§ **PERMINTAAN 1**
Cetak ulang seluruh cerita tentang tes CPNS di bawah ini tanpa mengubah satu huruf pun.

§ **TEKS DITAMPILKAN**
··········

Mama juga bertanya rentan waktuku di perantauan. Sebelumnya pernah ada pembicaraan, kalau aku bakalan di perantauan dulu sambil nunggu tes CPNS ada lagi. Sambil nunggu ijazah S1 keluar juga. Tapi, malam ini mama nanya dengan lebih serius. Menampakkan kekhawatirannya terhadap anak wedok--nya ini. 

"Kamu sampai kapan nanti disana? Bapakmu itu sebenarnya sudah nyuruh kamu pulang, di rumah saja. Kuliahnya lho, sudah selesai."

"Yo, nanti kalau disuruh pulang ya pulang to mae," jawabku.

Mau bagaimanapun juga, tetap aku harus kembali. Masih banyak yang belum kutuntaskan disana. Wisudaku tertunda dan ijazahku masih disana. Mau tidak mau, pasti aku harus kesana untuk menyelesaikan semuanya. 

"Apa nanti sampai setelah wisuda aja, baru pulang lagi. Apa ada to, tes CPNS nanti tahun ini?"

"Katanya ada, tapi nggak tahu nanti dilihat lagi bagaimana. Kalau ada to, ikutan daftar juga."

"Cepat to kamu jadi PNS, biar mama tenang," katanya dengan lirih tapi terdengar jelas.

Ya Allah, rasanya langsung nyes banget didada. Sesak. Apakah menjadi seorang PNS itu membahagiakan ya? Aku sampai nggak bisa menerka, istimewanya menjadi PNS. Aku bahkan sama sekali tidak tertarik. Jikalau harus mengikuti semua rangkaian tesnya, itu semata-mata kulakukan untuk mamaku saja. 

Dulu, iya. Aku sebegitu antusiasnya mengikuti alur yang dibuat oleh mama. Kuliah, masuk jurusan PGSD. Terus daftar CPNS untuk buat mama senang. Ya, pernah se-simple itu alur yang mau kuikuti. Tapi, seiring berjalannya waktu ternyata sekarang beda, semua berubah bahkan berbanding terbalik. Aku tak begitu menginginkannya (re: jadi PNS).

··········

§ **BAHAN TUGAS**
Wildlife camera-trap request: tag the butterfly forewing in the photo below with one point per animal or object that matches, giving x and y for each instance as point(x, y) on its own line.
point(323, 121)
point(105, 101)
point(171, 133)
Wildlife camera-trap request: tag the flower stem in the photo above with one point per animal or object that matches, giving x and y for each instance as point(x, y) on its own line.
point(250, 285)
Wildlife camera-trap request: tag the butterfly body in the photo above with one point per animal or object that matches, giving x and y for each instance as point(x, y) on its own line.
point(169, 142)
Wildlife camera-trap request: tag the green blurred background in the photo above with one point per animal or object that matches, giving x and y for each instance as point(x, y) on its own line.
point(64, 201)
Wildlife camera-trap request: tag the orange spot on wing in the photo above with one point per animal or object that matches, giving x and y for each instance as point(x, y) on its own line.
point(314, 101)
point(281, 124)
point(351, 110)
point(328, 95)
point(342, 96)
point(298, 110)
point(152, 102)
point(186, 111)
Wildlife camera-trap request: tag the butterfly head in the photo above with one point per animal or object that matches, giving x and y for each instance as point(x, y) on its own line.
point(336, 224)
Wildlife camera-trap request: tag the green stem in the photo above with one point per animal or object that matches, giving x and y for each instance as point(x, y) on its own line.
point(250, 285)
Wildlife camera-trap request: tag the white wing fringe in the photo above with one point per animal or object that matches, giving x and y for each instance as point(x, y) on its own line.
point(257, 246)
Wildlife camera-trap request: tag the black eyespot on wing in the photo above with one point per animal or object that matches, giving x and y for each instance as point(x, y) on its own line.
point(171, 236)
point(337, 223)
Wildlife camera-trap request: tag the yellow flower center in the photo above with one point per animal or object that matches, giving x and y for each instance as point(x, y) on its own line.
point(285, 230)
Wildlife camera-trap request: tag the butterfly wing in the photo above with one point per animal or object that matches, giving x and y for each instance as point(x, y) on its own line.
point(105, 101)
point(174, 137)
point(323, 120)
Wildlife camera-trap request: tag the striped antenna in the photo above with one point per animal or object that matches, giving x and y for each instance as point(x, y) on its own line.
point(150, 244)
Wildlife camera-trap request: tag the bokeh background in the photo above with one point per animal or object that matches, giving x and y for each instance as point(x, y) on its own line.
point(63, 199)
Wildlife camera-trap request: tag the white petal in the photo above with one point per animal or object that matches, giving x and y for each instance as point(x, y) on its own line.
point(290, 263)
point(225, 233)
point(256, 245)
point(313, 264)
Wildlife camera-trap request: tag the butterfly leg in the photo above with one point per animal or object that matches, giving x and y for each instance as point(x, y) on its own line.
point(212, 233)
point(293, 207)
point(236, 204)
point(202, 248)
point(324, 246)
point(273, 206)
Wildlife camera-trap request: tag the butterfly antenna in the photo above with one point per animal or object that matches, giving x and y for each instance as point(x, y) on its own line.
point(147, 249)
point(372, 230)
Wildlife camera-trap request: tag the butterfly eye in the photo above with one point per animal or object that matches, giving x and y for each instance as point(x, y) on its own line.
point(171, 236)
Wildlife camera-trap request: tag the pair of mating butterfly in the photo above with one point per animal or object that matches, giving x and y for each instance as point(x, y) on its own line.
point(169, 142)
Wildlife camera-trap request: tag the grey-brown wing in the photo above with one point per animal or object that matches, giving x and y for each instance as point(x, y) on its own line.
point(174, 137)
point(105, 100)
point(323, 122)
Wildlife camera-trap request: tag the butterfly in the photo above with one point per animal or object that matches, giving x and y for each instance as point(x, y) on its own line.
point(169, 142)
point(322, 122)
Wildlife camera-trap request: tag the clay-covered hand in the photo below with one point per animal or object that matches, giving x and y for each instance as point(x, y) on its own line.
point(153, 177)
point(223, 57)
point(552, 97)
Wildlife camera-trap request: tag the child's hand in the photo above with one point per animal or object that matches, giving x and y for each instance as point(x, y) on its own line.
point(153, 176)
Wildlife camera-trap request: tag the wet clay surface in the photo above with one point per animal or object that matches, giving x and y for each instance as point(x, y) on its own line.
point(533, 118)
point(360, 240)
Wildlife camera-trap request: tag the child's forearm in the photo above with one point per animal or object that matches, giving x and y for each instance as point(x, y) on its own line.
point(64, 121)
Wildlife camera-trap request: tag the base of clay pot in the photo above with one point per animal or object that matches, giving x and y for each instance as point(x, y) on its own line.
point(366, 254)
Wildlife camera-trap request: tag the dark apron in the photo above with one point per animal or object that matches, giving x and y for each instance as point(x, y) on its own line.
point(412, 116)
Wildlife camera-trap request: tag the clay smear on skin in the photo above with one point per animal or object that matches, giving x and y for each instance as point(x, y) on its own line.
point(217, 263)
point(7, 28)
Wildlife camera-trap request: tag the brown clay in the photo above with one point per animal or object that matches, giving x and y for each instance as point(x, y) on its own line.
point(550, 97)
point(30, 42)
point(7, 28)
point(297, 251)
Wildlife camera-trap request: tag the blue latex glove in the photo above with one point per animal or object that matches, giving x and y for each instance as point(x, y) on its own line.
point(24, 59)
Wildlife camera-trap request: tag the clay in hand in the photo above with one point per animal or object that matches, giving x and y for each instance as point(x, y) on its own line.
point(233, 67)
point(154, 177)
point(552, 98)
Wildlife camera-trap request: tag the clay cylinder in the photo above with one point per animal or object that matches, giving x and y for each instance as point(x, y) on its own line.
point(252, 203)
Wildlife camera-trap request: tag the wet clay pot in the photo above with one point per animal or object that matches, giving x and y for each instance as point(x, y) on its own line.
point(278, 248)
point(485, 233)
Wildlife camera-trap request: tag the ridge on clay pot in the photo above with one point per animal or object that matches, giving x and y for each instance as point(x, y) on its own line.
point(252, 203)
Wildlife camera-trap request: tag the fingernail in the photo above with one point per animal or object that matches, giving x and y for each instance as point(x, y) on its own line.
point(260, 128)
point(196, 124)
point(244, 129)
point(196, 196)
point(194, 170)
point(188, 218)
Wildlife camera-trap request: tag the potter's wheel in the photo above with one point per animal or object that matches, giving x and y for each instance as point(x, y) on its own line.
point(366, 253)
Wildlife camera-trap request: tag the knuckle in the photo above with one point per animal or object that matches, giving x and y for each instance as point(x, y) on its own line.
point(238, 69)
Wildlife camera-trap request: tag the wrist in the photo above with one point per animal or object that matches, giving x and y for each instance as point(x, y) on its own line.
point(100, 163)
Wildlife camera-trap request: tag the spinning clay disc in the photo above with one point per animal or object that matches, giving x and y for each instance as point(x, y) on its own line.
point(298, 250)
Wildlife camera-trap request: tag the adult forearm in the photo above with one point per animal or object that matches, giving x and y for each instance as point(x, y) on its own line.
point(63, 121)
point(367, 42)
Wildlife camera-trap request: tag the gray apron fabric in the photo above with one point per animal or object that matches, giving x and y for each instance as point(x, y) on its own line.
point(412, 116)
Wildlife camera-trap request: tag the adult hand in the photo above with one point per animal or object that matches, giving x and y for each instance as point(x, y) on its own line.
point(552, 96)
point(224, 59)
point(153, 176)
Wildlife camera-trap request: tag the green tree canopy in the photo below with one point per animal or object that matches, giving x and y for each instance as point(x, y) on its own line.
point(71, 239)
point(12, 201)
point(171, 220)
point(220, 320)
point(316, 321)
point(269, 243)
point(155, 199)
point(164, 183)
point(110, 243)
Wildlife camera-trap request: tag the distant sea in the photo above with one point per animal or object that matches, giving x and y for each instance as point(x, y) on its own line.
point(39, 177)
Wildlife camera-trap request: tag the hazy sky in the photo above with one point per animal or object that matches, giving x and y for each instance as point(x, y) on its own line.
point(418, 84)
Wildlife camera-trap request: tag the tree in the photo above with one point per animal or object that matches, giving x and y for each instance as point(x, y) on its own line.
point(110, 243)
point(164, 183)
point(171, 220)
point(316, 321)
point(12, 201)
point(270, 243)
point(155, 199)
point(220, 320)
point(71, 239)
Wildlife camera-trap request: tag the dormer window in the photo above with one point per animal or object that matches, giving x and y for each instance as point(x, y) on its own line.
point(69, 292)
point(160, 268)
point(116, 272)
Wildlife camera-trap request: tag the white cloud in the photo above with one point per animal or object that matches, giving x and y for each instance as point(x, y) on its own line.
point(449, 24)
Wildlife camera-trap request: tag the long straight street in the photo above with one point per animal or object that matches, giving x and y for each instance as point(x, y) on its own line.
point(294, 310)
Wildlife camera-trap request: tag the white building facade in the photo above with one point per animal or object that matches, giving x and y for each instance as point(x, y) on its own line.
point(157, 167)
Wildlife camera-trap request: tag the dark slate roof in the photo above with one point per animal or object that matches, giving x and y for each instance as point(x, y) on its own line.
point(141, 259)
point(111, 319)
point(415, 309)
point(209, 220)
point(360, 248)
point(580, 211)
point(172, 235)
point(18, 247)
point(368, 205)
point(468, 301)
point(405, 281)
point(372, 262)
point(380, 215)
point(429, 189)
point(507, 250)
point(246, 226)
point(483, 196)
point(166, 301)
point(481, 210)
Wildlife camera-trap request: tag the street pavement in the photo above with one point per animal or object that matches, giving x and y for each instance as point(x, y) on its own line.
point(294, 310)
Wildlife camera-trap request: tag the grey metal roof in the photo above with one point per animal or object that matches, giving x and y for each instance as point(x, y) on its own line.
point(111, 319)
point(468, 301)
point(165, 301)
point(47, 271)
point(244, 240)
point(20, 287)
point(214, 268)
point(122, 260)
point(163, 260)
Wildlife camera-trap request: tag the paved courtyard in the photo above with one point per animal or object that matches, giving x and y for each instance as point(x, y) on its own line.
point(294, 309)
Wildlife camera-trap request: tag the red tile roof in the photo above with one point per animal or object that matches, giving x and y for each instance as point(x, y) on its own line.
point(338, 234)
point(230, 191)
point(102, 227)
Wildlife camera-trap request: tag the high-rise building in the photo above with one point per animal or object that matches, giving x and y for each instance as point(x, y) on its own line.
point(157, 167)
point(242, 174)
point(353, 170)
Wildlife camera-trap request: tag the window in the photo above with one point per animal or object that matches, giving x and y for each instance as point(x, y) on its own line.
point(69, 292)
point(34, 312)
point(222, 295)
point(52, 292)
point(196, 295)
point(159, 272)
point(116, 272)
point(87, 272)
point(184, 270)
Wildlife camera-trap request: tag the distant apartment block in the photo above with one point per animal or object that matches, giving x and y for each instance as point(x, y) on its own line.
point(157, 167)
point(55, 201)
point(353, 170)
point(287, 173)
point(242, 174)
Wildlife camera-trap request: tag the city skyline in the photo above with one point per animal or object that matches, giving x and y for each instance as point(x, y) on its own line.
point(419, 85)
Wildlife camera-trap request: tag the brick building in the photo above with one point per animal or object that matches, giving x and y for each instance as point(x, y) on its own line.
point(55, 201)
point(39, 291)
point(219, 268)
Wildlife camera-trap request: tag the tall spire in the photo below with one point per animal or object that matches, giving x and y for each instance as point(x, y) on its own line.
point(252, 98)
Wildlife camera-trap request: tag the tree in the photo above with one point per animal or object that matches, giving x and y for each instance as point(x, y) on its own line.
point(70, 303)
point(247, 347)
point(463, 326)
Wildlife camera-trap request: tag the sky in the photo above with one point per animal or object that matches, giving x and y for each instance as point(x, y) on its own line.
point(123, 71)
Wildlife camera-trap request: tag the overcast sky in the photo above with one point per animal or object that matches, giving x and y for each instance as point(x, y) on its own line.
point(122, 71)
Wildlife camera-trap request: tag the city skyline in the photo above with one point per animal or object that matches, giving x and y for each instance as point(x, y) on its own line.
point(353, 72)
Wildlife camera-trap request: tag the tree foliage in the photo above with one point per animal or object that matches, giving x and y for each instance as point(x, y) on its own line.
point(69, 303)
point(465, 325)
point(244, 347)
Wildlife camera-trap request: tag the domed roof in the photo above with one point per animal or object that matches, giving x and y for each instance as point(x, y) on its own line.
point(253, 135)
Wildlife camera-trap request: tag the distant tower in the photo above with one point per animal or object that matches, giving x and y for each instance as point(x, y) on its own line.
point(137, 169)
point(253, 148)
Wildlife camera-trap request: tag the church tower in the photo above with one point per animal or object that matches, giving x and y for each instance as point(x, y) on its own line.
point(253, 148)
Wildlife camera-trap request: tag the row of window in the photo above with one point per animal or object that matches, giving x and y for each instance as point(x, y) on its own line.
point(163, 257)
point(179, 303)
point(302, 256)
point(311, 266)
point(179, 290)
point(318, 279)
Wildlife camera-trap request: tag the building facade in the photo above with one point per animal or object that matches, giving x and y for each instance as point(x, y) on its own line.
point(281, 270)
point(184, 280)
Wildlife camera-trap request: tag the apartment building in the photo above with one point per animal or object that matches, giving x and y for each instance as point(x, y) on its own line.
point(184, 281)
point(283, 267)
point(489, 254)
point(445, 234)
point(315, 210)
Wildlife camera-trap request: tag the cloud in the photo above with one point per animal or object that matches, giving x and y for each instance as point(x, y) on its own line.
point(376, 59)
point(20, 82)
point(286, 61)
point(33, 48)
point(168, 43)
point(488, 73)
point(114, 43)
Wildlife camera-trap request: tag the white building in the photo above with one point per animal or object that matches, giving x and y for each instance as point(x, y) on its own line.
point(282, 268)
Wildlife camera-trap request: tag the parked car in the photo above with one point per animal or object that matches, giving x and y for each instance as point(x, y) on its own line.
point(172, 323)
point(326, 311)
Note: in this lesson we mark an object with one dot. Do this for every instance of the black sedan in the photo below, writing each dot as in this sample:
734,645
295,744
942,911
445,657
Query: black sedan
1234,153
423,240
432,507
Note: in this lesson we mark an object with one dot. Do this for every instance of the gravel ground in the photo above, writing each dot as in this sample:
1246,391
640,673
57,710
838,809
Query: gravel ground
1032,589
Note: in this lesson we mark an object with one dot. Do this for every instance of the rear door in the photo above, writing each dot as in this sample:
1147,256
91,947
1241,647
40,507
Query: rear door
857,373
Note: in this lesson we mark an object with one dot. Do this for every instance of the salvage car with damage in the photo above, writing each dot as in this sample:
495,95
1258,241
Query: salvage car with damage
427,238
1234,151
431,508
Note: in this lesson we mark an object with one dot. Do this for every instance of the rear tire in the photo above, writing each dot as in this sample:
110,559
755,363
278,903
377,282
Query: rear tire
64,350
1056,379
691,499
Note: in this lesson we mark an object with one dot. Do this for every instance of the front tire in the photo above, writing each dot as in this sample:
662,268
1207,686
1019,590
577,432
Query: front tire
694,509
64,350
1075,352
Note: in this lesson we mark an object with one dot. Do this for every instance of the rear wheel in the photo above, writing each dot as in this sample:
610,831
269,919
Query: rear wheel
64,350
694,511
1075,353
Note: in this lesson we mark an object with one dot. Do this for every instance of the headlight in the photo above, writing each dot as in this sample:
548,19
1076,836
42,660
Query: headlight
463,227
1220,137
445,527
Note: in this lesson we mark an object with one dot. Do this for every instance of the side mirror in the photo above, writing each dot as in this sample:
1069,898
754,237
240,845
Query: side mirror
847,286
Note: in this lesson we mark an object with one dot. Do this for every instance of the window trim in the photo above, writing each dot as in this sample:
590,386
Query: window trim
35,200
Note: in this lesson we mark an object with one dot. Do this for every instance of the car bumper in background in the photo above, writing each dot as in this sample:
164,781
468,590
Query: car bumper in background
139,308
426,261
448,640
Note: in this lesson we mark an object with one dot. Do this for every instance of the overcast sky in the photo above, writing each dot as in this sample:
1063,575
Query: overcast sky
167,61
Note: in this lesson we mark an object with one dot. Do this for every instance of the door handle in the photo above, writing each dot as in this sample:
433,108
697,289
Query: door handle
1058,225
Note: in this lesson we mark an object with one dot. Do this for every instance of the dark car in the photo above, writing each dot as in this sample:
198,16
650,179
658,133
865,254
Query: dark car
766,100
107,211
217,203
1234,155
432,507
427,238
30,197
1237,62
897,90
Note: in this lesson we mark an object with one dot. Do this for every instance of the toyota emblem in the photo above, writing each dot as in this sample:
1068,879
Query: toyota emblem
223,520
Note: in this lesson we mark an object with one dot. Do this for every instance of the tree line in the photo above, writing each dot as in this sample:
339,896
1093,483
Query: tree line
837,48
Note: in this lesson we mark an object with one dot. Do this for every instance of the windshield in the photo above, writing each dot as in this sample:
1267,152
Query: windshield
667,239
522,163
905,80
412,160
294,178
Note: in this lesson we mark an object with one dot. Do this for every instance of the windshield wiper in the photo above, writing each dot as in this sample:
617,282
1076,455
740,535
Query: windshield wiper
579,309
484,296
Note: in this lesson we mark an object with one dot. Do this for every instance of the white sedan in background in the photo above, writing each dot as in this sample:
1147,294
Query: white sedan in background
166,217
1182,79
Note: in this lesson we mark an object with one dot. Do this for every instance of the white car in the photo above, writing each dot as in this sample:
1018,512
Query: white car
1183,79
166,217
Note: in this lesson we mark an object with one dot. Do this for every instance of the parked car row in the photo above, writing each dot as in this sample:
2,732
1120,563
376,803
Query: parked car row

··········

§ **PERMINTAAN 2**
Pilih setiap baris, dari baris-baris yang datang sesudah cerita tentang tes CPNS, yang memuat kata "wiper". Huruf besar dan huruf kecil dibedakan.

§ **JAWABAN 1**
Mama juga bertanya rentan waktuku di perantauan. Sebelumnya pernah ada pembicaraan, kalau aku bakalan di perantauan dulu sambil nunggu tes CPNS ada lagi. Sambil nunggu ijazah S1 keluar juga. Tapi, malam ini mama nanya dengan lebih serius. Menampakkan kekhawatirannya terhadap anak wedok--nya ini. 

"Kamu sampai kapan nanti disana? Bapakmu itu sebenarnya sudah nyuruh kamu pulang, di rumah saja. Kuliahnya lho, sudah selesai."

"Yo, nanti kalau disuruh pulang ya pulang to mae," jawabku.

Mau bagaimanapun juga, tetap aku harus kembali. Masih banyak yang belum kutuntaskan disana. Wisudaku tertunda dan ijazahku masih disana. Mau tidak mau, pasti aku harus kesana untuk menyelesaikan semuanya. 

"Apa nanti sampai setelah wisuda aja, baru pulang lagi. Apa ada to, tes CPNS nanti tahun ini?"

"Katanya ada, tapi nggak tahu nanti dilihat lagi bagaimana. Kalau ada to, ikutan daftar juga."

"Cepat to kamu jadi PNS, biar mama tenang," katanya dengan lirih tapi terdengar jelas.

Ya Allah, rasanya langsung nyes banget didada. Sesak. Apakah menjadi seorang PNS itu membahagiakan ya? Aku sampai nggak bisa menerka, istimewanya menjadi PNS. Aku bahkan sama sekali tidak tertarik. Jikalau harus mengikuti semua rangkaian tesnya, itu semata-mata kulakukan untuk mamaku saja. 

Dulu, iya. Aku sebegitu antusiasnya mengikuti alur yang dibuat oleh mama. Kuliah, masuk jurusan PGSD. Terus daftar CPNS untuk buat mama senang. Ya, pernah se-simple itu alur yang mau kuikuti. Tapi, seiring berjalannya waktu ternyata sekarang beda, semua berubah bahkan berbanding terbalik. Aku tak begitu menginginkannya (re: jadi PNS).

§ **JAWABAN 2**
Note: in this lesson we mark an object with one dot. Do this for every instance of the windshield wiper in the photo above, writing each dot as in this sample:
Query: windshield wiper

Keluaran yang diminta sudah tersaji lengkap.